PROVIDED DATA –
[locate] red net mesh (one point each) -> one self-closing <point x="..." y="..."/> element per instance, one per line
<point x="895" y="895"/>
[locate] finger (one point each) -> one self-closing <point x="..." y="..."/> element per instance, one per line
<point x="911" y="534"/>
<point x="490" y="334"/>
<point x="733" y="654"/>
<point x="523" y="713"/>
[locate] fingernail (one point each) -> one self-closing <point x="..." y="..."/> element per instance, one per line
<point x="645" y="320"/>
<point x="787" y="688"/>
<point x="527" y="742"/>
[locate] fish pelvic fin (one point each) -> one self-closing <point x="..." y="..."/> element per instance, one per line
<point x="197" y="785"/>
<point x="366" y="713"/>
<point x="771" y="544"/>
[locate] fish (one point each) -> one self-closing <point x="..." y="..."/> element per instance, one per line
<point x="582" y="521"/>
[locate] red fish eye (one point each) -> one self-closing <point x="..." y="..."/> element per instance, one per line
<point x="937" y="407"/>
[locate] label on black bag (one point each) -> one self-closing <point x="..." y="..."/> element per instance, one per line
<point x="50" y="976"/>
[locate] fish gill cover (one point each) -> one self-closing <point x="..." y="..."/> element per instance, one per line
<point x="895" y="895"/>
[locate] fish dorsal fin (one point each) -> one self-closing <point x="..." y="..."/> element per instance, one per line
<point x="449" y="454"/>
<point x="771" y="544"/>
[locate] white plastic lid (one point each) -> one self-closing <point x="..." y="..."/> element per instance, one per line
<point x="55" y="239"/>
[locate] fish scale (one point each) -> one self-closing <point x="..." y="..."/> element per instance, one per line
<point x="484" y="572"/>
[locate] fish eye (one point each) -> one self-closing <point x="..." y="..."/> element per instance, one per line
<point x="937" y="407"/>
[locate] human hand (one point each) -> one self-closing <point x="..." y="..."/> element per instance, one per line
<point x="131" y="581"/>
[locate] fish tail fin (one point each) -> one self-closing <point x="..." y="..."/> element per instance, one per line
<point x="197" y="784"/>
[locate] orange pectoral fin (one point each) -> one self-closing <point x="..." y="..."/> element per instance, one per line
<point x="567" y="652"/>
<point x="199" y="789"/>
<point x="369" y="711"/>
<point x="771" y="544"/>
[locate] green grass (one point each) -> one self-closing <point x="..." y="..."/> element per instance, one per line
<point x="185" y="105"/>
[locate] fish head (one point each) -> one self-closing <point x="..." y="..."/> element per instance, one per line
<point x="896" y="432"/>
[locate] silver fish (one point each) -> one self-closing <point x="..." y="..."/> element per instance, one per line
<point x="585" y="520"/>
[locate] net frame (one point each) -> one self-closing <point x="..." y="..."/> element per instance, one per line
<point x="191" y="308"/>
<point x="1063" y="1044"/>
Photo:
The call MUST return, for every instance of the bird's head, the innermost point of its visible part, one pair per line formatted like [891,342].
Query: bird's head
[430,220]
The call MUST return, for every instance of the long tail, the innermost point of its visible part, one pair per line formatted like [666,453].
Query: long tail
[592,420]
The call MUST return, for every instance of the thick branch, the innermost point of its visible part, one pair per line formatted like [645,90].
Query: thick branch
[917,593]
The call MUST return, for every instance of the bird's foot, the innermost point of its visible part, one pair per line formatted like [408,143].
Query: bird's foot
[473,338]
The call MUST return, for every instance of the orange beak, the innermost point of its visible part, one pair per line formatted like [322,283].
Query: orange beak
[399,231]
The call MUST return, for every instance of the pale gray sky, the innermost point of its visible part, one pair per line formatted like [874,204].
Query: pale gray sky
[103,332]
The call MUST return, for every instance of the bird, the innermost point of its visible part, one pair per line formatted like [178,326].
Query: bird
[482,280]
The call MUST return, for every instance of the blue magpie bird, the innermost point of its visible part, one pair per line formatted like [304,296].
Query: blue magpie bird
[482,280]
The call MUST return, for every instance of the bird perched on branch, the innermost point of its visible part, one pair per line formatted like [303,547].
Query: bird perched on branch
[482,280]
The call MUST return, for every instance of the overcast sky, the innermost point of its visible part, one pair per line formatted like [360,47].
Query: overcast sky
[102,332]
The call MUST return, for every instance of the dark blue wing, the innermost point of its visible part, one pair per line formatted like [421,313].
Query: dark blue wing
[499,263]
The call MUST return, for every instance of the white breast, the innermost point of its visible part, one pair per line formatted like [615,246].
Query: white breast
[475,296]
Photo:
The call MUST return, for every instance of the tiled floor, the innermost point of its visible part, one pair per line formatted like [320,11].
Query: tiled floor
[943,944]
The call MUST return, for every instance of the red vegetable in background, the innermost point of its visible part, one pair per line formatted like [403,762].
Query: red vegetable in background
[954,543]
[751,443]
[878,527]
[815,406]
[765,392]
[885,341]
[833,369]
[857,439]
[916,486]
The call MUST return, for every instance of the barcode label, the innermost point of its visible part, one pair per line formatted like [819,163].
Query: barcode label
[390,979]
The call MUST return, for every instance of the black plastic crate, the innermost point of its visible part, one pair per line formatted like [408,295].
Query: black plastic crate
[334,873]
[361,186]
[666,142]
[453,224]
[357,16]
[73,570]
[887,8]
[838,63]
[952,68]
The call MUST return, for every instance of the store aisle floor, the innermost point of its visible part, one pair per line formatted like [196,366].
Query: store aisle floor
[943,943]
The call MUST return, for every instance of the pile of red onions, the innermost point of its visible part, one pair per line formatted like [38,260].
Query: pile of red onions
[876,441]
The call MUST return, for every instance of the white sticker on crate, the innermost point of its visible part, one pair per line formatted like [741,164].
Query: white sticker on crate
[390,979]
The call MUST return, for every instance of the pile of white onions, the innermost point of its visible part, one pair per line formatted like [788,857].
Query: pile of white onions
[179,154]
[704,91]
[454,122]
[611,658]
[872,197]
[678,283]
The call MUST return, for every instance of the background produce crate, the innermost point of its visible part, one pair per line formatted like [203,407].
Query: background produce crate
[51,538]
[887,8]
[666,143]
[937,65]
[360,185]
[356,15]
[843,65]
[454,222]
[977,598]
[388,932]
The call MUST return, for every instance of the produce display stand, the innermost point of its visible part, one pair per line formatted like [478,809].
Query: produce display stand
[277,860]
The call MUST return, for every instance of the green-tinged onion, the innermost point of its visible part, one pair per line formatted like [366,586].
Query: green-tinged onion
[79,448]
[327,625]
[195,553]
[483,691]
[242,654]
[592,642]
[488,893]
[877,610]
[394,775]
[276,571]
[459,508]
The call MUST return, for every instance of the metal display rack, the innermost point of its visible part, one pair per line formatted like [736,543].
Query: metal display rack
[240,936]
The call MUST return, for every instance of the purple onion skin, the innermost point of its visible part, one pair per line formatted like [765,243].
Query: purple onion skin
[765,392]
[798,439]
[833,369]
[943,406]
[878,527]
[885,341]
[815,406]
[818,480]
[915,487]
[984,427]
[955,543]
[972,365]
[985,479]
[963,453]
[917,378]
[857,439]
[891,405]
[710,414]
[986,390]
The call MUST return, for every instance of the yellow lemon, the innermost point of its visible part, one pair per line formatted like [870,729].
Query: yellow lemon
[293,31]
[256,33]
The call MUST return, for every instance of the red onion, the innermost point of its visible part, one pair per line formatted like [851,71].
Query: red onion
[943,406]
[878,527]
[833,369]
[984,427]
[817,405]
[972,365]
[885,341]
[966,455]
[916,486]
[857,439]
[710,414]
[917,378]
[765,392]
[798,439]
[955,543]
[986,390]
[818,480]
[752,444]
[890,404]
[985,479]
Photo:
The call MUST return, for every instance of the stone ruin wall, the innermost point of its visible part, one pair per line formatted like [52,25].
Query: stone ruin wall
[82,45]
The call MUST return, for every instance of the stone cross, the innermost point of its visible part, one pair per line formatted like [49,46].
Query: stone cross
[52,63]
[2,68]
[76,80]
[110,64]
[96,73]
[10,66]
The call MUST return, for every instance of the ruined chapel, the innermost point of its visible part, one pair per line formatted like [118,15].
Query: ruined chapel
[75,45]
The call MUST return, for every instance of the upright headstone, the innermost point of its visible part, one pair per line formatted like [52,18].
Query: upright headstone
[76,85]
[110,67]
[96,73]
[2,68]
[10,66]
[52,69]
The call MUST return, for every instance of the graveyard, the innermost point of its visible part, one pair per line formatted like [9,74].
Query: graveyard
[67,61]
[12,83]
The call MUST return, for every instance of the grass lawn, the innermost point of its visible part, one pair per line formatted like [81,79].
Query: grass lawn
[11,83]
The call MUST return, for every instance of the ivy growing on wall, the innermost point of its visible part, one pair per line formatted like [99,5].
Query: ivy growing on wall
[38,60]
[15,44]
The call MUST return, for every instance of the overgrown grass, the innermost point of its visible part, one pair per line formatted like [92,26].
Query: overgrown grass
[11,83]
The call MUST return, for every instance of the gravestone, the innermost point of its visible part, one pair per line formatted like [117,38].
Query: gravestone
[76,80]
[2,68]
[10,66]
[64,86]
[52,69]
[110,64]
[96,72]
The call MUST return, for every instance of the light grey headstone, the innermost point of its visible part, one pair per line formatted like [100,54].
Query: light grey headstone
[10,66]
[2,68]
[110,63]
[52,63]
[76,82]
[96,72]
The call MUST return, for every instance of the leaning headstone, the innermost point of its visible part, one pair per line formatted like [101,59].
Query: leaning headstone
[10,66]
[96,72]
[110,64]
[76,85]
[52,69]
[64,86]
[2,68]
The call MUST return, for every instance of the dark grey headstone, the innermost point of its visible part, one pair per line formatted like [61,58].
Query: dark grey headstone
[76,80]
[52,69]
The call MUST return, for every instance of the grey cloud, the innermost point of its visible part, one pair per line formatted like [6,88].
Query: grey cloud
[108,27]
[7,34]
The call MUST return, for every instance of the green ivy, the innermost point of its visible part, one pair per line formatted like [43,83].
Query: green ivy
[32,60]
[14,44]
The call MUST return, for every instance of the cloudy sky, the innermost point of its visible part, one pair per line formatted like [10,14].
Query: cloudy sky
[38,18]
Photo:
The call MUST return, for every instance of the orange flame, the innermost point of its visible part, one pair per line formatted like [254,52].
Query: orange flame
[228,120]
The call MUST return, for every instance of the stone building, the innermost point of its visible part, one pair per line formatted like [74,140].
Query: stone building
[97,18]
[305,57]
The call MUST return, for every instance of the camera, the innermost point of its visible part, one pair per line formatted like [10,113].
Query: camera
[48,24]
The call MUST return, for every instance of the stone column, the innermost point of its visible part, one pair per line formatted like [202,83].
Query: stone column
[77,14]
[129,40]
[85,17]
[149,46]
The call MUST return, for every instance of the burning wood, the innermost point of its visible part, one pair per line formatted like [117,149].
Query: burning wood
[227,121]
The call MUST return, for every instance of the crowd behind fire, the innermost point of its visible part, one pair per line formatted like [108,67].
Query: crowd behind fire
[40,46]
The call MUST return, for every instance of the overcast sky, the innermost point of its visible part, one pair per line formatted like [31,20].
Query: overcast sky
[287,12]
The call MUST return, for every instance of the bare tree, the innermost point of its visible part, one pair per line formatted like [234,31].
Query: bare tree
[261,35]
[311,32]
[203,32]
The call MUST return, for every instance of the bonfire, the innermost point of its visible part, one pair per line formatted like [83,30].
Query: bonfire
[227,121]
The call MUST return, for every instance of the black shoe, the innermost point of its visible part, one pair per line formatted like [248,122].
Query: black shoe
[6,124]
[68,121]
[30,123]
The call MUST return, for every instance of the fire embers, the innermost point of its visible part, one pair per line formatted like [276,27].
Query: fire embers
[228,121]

STATED GOAL –
Copy the data word for word, from the line containing "The call MUST return, for every instance of the bonfire, the" through the last line of the data.

SOLUTION BELOW –
The call MUST return, for every instance of the bonfire, the innermost point of its visible part, one pair per line formatted like [83,30].
Query: bonfire
[227,121]
The call MUST return, for every instance of the black shoe, the innermost point of its visible part, one pair per line formatted like [248,122].
Query: black shoe
[6,124]
[68,121]
[30,123]
The call MUST return, for every instance of the fire embers, the innermost point of its visible part, one pair per line formatted like [276,27].
Query: fire embers
[228,121]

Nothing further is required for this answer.